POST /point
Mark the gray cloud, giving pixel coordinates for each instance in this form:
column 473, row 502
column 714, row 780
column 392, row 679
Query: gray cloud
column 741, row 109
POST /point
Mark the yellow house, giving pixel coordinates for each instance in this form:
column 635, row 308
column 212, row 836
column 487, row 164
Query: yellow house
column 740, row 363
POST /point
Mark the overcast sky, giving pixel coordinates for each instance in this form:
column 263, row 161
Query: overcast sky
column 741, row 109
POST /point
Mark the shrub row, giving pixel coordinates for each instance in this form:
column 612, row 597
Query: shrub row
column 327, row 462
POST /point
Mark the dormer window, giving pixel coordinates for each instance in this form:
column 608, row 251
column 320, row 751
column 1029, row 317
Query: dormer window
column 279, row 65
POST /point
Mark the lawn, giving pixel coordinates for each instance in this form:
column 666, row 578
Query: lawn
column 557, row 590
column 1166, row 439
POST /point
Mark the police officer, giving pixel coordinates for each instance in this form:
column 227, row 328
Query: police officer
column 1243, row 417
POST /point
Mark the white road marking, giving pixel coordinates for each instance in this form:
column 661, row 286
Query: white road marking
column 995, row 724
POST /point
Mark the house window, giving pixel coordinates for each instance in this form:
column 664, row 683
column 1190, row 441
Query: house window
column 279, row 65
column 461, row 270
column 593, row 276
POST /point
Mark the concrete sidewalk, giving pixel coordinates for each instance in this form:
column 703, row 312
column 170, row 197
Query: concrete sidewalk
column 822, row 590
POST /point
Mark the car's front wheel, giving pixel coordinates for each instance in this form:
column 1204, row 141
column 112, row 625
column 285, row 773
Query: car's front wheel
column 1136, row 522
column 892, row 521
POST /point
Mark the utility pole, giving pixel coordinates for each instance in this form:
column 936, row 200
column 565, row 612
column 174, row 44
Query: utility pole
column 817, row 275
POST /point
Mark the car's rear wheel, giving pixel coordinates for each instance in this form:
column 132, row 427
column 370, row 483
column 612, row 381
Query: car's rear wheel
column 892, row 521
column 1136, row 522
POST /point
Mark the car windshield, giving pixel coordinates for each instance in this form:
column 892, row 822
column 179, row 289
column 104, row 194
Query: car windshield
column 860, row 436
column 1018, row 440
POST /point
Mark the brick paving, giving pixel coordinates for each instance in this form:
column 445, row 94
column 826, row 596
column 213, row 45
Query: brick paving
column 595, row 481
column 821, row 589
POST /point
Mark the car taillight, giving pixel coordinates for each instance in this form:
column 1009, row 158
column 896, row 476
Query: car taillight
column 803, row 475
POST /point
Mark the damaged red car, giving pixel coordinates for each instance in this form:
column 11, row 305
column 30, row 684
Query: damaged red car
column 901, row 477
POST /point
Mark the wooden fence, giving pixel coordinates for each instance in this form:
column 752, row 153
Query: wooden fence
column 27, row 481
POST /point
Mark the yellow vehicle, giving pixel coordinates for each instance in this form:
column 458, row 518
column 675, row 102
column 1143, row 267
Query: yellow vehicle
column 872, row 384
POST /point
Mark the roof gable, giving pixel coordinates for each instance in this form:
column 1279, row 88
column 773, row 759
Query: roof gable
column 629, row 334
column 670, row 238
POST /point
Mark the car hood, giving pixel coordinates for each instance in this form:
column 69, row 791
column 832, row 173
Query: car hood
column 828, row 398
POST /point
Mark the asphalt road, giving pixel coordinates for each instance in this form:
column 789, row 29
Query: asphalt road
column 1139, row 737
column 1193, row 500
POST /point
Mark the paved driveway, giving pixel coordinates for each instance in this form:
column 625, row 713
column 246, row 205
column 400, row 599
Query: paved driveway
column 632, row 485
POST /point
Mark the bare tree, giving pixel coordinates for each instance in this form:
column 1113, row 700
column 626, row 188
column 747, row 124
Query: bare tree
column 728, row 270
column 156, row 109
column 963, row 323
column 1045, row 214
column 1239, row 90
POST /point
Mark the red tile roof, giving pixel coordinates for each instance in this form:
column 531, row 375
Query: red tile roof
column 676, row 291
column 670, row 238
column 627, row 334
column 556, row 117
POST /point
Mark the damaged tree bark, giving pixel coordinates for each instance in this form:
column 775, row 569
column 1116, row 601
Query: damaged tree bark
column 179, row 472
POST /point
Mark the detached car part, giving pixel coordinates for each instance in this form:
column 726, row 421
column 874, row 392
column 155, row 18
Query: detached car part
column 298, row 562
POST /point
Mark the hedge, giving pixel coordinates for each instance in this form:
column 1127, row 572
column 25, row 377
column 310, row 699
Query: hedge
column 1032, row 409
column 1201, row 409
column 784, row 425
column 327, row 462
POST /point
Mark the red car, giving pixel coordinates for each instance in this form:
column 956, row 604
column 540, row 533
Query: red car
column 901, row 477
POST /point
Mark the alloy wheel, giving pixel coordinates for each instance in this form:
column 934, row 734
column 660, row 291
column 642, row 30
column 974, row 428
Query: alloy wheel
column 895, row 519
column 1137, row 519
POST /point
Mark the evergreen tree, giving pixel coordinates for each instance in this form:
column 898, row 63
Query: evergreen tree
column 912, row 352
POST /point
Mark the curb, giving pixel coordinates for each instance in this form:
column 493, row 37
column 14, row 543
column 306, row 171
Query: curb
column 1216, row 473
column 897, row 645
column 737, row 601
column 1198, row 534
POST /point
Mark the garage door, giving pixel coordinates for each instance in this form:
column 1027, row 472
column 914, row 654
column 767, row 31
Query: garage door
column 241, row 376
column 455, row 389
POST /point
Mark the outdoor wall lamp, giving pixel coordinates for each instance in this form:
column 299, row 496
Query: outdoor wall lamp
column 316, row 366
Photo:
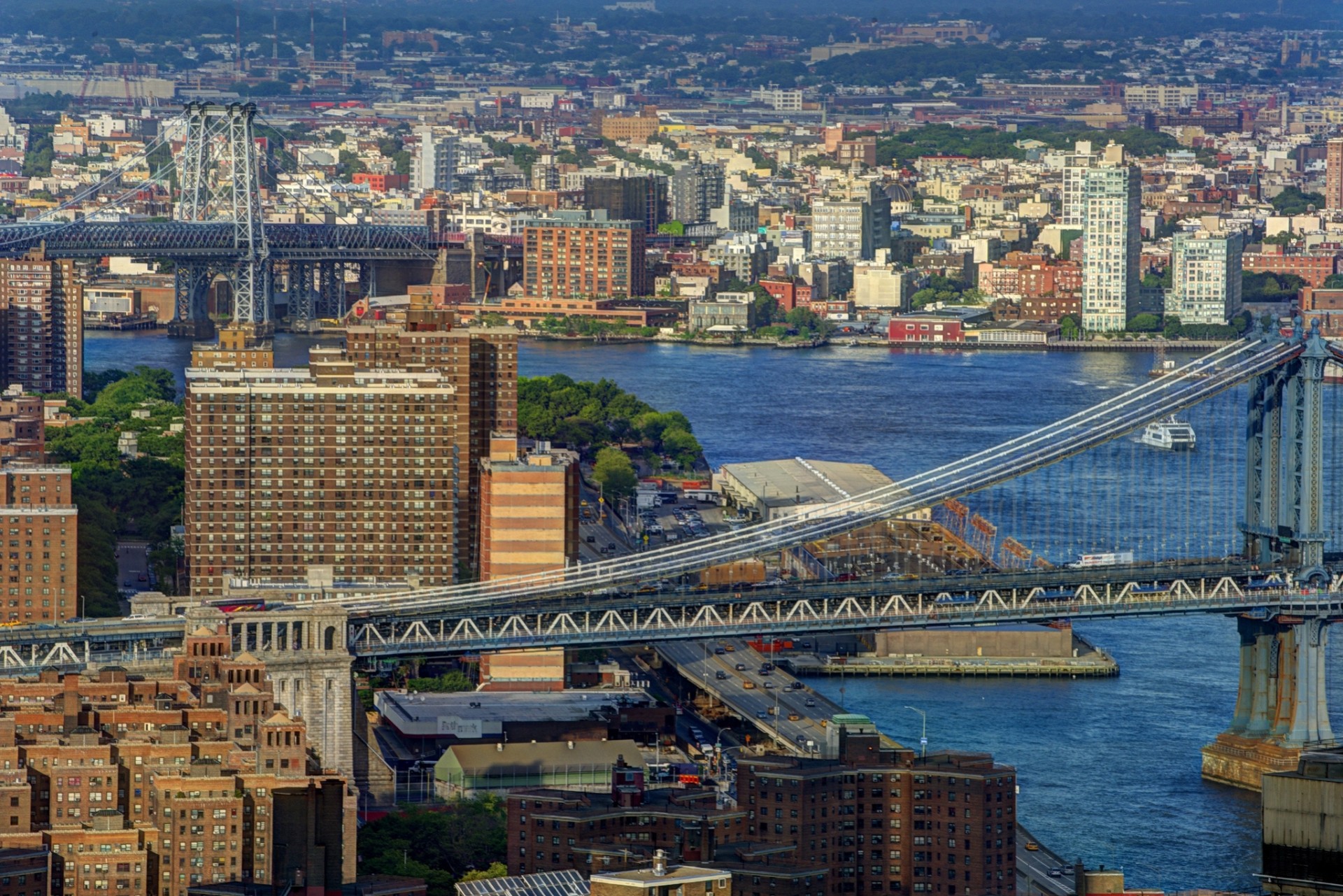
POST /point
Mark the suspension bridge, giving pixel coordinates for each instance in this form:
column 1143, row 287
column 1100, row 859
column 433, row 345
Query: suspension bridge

──────────────────────────────

Aim of the task:
Copy all of the data above again, word for word, but leave out the pictures.

Answer for this exercise:
POST /point
Mark the gray cloud, giving pixel coordinates for each instance in this form:
column 473, row 502
column 714, row 780
column 392, row 679
Query: gray cloud
column 741, row 109
POST /point
Mark the yellow house, giving pixel coordinates for each instance in this form:
column 635, row 308
column 212, row 836
column 487, row 164
Query: yellow house
column 740, row 363
POST /point
Mark the overcast sky, giving pixel coordinates for each instance in this form:
column 263, row 161
Query: overcast sky
column 741, row 109
POST /point
Mark the shrub row, giving pixel coordinates for each instance in this form:
column 612, row 597
Query: shrub row
column 327, row 462
POST /point
Mark the dormer window, giving pixel coordinates for each instance in this form:
column 608, row 251
column 320, row 751
column 1029, row 317
Query: dormer window
column 279, row 65
POST /point
Mark the lawn, giving pixel coordinates for each instance in this form:
column 666, row 578
Query: lawn
column 557, row 590
column 1166, row 439
POST /point
Mark the police officer, giving pixel coordinates for each instance in this form:
column 227, row 328
Query: police officer
column 1243, row 417
POST /point
Mark the white road marking, giving pixel coordinates for each instance in this form:
column 661, row 286
Query: white road marking
column 995, row 724
POST /point
Mark the house window, giving pixel coordinates for each instance in this form:
column 664, row 683
column 1190, row 441
Query: house window
column 279, row 65
column 461, row 270
column 593, row 276
POST /point
Mark the concrete sidewalk, giving pixel coordinates for each instance in this form:
column 703, row 312
column 170, row 197
Query: concrete sidewalk
column 822, row 590
POST /point
Mark the car's front wheel, giving pixel coordinates for each instance in this form:
column 1204, row 141
column 112, row 625
column 285, row 773
Query: car's front wheel
column 1136, row 522
column 892, row 521
POST /point
Mark the utility pole, giving pixel coordinates for each instance in this form:
column 936, row 200
column 565, row 612
column 174, row 44
Query: utility pole
column 817, row 275
POST /point
Mark the car's rear wheel, giving pixel coordinates for each instance in this form:
column 132, row 427
column 370, row 483
column 612, row 381
Query: car's rear wheel
column 892, row 521
column 1136, row 522
POST /point
Mark the car windshield, giving pixel coordinates for each instance in this form:
column 892, row 822
column 179, row 289
column 104, row 194
Query: car windshield
column 860, row 436
column 1018, row 440
POST /point
Mark the brick paving, giving pixel coordinates for each instance in this form:
column 445, row 94
column 826, row 596
column 213, row 45
Query: brick paving
column 595, row 481
column 821, row 589
POST /point
Mark the car taillight, giving pixel coordinates for each instance in this form:
column 1009, row 158
column 896, row 476
Query: car taillight
column 803, row 475
POST /point
Mark the damaged red car, giving pixel coordinates for each instance in this form:
column 11, row 305
column 30, row 684
Query: damaged red car
column 901, row 477
POST /point
Mark the wooden fence, giving pixel coordinates for each instance in this form:
column 752, row 153
Query: wooden fence
column 27, row 481
POST /point
Mark the yellow vehicle, giving pixel coordinates for each instance in this form:
column 458, row 518
column 675, row 102
column 1143, row 267
Query: yellow vehicle
column 872, row 384
POST /point
Mark the roof gable, giving pixel coordinates for each instance in this form:
column 1279, row 88
column 773, row 759
Query: roof gable
column 629, row 334
column 670, row 238
POST /point
Mark the car hood, giving pixel coordinates for each instance in this form:
column 69, row 791
column 832, row 173
Query: car hood
column 828, row 398
POST /point
Mark the asphalt road, giving pixel coordinates for each instance in this form:
column 789, row 29
Query: asphalt road
column 1139, row 737
column 1193, row 500
POST /point
Mark the paved driveway, giving pixel coordinates for each instance in this form:
column 625, row 713
column 246, row 205
column 400, row 599
Query: paved driveway
column 632, row 485
POST /point
Mark the bare tree, giving pixel coordinates for each instance in this form:
column 1113, row 700
column 626, row 188
column 747, row 124
Query: bare tree
column 728, row 270
column 156, row 109
column 963, row 323
column 1045, row 214
column 1239, row 90
POST /point
Mark the red tile roof, giving pixel coordinates for each instance in this form:
column 531, row 375
Query: red tile roof
column 676, row 291
column 670, row 238
column 627, row 334
column 556, row 117
POST /point
Mark the damaged tree bark, giving pixel coordinates for each instance in this form:
column 775, row 569
column 1116, row 601
Query: damaged tree bark
column 179, row 472
POST /point
Mark the detached car part, giving pixel coordinates for each instance in this form:
column 726, row 421
column 874, row 392
column 155, row 18
Query: detached car part
column 298, row 562
POST /point
Mark the hedge, giving pixel coordinates for each instance in this form:
column 1127, row 572
column 25, row 377
column 310, row 699
Query: hedge
column 1032, row 409
column 1201, row 409
column 784, row 425
column 327, row 462
POST /point
Mark the red car, giving pixel coordinates for each instance in this form:
column 956, row 604
column 540, row 533
Query: red car
column 901, row 477
POST /point
Mark the alloy wheel, giving pixel coordinates for each instance in this form:
column 934, row 734
column 660, row 291
column 642, row 30
column 974, row 428
Query: alloy wheel
column 895, row 519
column 1137, row 519
POST /point
Mark the evergreen tree, giving pixel coordinates for each instance in this form:
column 898, row 63
Query: evergreen tree
column 912, row 352
POST /point
Mark the curb, giving pixel coordinates for each instance in this form:
column 493, row 37
column 14, row 543
column 306, row 171
Query: curb
column 1216, row 473
column 897, row 645
column 737, row 601
column 1198, row 534
POST /point
Mark the garage door, giving pixel coordinates for each instance in this form:
column 1027, row 472
column 914, row 654
column 767, row 31
Query: garage door
column 241, row 376
column 455, row 389
POST /point
Mark the outdoor wall lamp, giving pixel coordinates for each instance in this form:
column 299, row 496
Query: outdoor wall lamp
column 316, row 366
Photo:
POST /point
Mark the suspension bridge, giving pixel coordinates for each instance in this form:
column 1143, row 287
column 1100, row 859
column 433, row 345
Query: suspension bridge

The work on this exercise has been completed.